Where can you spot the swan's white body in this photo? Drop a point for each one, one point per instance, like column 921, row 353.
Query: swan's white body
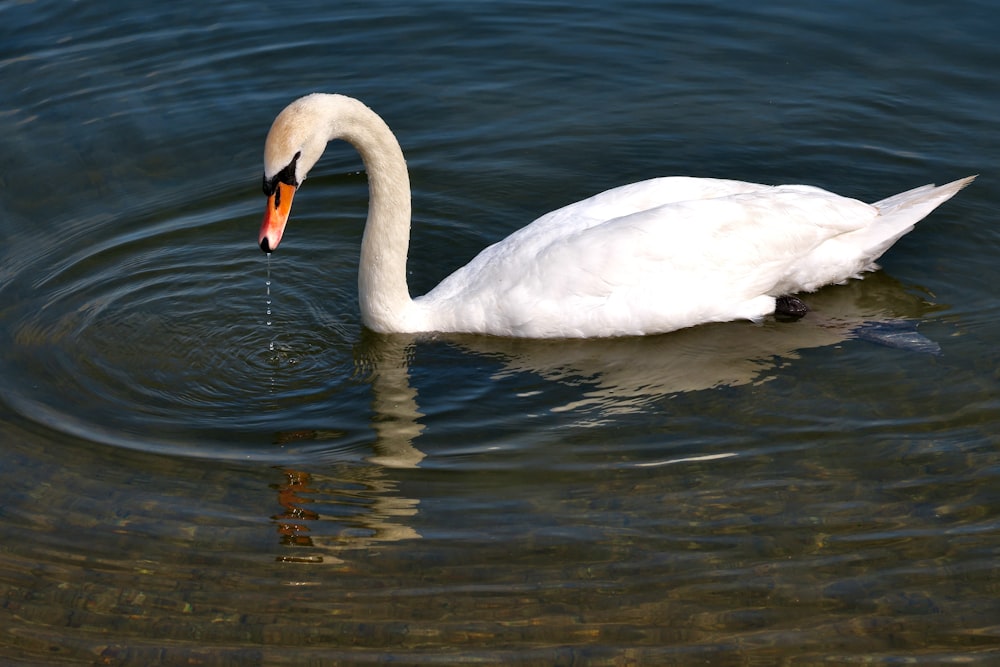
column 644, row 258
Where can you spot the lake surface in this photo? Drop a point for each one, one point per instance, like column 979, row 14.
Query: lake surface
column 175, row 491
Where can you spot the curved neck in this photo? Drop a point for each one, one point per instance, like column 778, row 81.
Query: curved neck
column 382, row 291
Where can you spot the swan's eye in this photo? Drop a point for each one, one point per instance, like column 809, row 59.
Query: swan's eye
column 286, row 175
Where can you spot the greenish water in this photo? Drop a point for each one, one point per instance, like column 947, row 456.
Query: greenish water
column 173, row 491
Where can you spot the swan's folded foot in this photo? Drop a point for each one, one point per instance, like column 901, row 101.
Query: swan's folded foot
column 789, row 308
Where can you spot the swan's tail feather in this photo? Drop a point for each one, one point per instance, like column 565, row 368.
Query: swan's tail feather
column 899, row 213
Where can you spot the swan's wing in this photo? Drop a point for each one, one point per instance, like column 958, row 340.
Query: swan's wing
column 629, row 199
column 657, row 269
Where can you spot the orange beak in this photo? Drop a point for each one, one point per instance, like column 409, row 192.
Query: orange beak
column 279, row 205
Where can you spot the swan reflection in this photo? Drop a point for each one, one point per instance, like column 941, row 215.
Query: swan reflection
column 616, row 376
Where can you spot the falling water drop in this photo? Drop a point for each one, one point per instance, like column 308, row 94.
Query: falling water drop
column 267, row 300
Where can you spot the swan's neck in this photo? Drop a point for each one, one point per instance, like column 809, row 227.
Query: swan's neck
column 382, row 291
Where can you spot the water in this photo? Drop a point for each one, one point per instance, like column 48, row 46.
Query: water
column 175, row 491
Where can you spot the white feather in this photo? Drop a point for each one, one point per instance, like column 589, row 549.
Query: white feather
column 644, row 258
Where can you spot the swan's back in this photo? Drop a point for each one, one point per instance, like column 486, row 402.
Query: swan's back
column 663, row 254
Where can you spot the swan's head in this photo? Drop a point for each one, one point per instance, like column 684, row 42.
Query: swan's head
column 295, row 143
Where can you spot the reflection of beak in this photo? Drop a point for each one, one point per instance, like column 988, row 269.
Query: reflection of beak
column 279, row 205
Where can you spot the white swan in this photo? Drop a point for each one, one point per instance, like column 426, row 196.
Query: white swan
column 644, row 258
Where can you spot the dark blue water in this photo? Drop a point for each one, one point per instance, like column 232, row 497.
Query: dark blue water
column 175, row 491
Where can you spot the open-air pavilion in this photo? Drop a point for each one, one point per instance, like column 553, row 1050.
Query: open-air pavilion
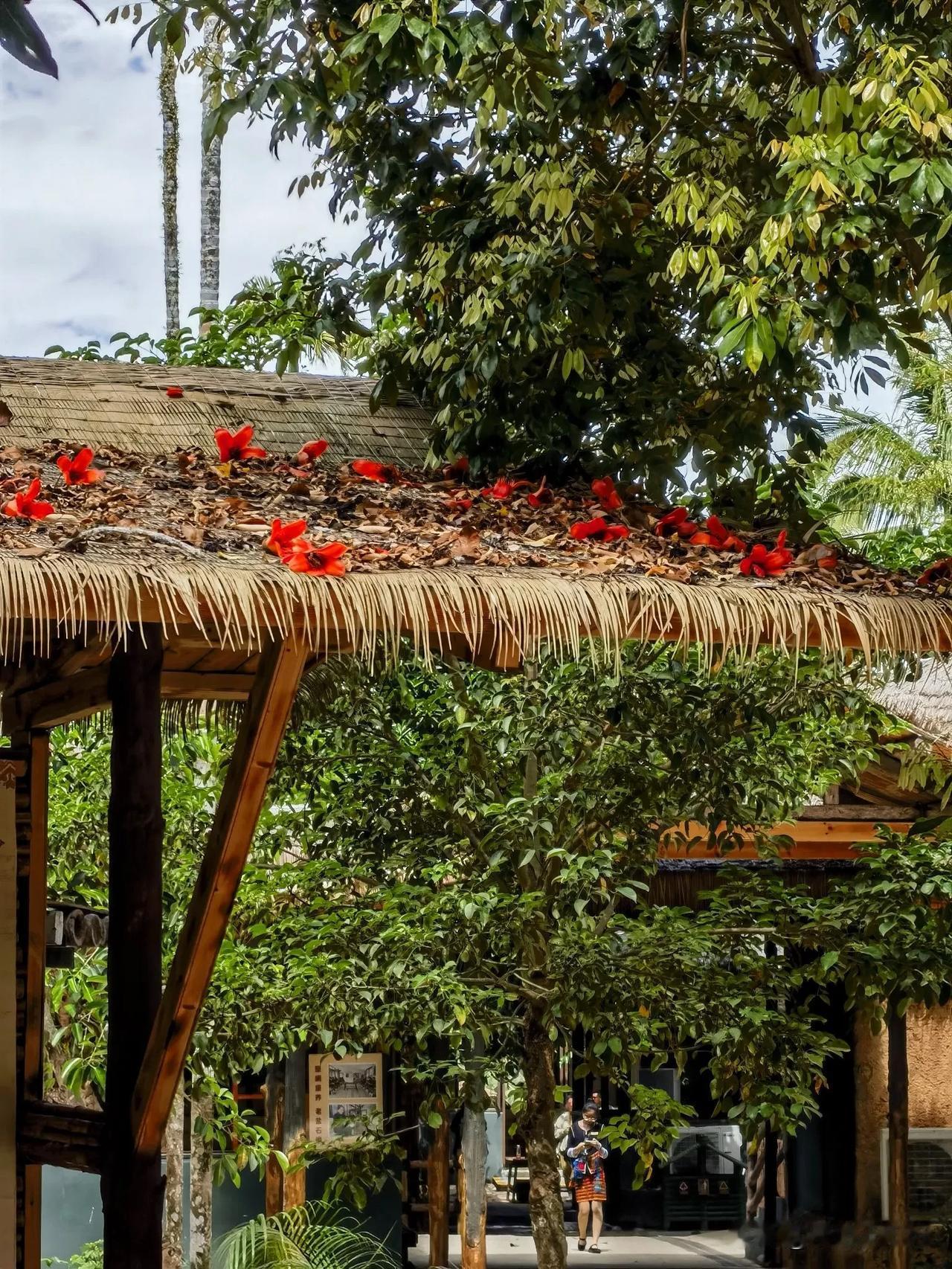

----------------------------------------

Rewrite all of the rows above, changing every "photo" to "image" and keeping everything else the same. Omit the pictures from your output.

- TASK RESPONSE:
Where can you spot the swan's white body in this image? Drop a point for each one, one point per instance, like column 921, row 353.
Query: swan's white body
column 644, row 258
Where can you spot the lake surface in this image? Drop a point for each one, one point per instance, like column 979, row 14.
Query: lake surface
column 175, row 491
Where can you spot the curved neck in this image? Drop a point for each one, one point per instance, like column 778, row 81.
Query: curved neck
column 382, row 291
Where can you spot the swan's eye in this image? Drop a point for each one, one point per instance, like column 809, row 59.
Query: swan's eye
column 286, row 175
Where can you spot the greenish water in this image? Drop a point for each one, one point per instance, like column 947, row 456.
Query: greenish water
column 173, row 491
Where can you spot the swan's folded foot in this image? Drop a point for each one, one point per instance, like column 901, row 101.
Query: swan's folded foot
column 789, row 308
Where can you spot the swan's tail feather in this image? Drop a point for each one, one point per instance, like column 565, row 368.
Query: swan's tail feather
column 899, row 213
Where can you spot the swan's wing in this image? Drop a point for each one, one point per instance, like column 958, row 340.
Query: swan's wing
column 629, row 199
column 657, row 269
Where can you spot the orange beak in this image? Drop a point for each one, one point per instance, like column 409, row 192.
Query: orange beak
column 279, row 205
Where can you spot the swan reflection in this image? Drop a point for each one, one point per instance, like column 941, row 215.
Query: swan reflection
column 616, row 376
Where can you spot the falling water drop in this image? Drop a point for each one, one point per instance, like column 308, row 94.
Query: falling water drop
column 267, row 300
Where can you spot the swan's neck in this image? Drop a point for each one, one point per instance, like column 809, row 227.
Query: swan's neck
column 382, row 291
Where can you spot the water in this image? Drop a point for each one, one point per instance, like column 48, row 46.
Query: water
column 175, row 491
Where can you spot the white feather in this image? Drop a point for each one, one point per instance, like column 589, row 549.
Query: white feather
column 644, row 258
Where can you spot the swan's back in this image? Drop a point for each one, one point per instance, like column 486, row 402.
Query: swan's back
column 663, row 254
Where can you spot the swan's head in this image? Drop a point for each one, one point per instance, like column 684, row 42.
Query: swan's head
column 295, row 143
Where can you spot the reflection of beak in this image? Drop a point for each one, one point per instance, like column 988, row 269.
Query: reflection of beak
column 279, row 205
Where can you spot the white swan in this image? Drop a point for each one, one point per instance, like column 426, row 196.
Query: white swan
column 644, row 258
Where can you spot the dark blue water in this image? Drop a point for each one, one point per instance, like column 232, row 497.
Query: dark blue water
column 175, row 491
Where can you spot the open-air pavilion in this image? Drop a point for each one, one point per instance, like column 553, row 1050.
Query: open-air pavilion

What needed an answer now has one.